— start Entries supplied —
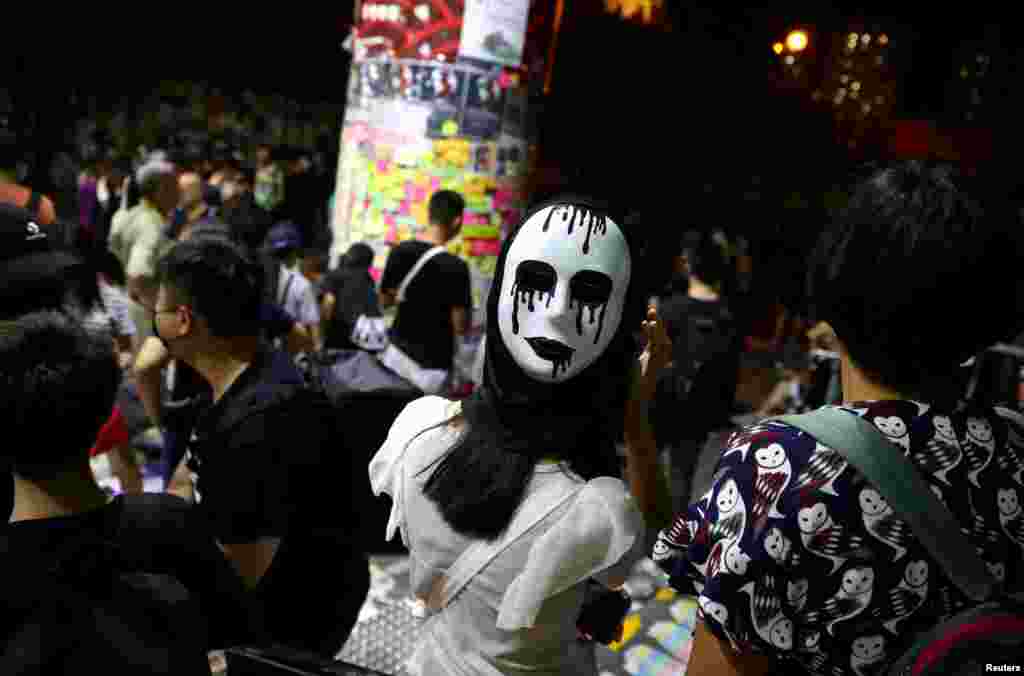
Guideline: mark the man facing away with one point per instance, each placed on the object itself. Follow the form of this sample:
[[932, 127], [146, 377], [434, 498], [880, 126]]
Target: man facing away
[[435, 307], [262, 460], [138, 235]]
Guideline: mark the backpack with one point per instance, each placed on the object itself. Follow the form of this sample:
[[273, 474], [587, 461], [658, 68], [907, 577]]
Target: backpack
[[990, 633], [93, 604]]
— end Entries supplied —
Rewrite all of the lines above, substituting "rucksack" for every "backpack" and changing nothing else. Omit the pictures.

Guideline: mark the man facing away with one point per instance, each placed on the object itself. Follow the form of this sample:
[[932, 127], [146, 377], [434, 498], [880, 126]]
Target: man facing away
[[435, 307], [262, 460], [138, 235]]
Guideline: mark the rucksack with one point per instance, each placed on the object itself. Follow the form of this sample:
[[273, 474], [587, 461], [658, 68], [907, 577]]
Target: rucksack
[[990, 633], [93, 604]]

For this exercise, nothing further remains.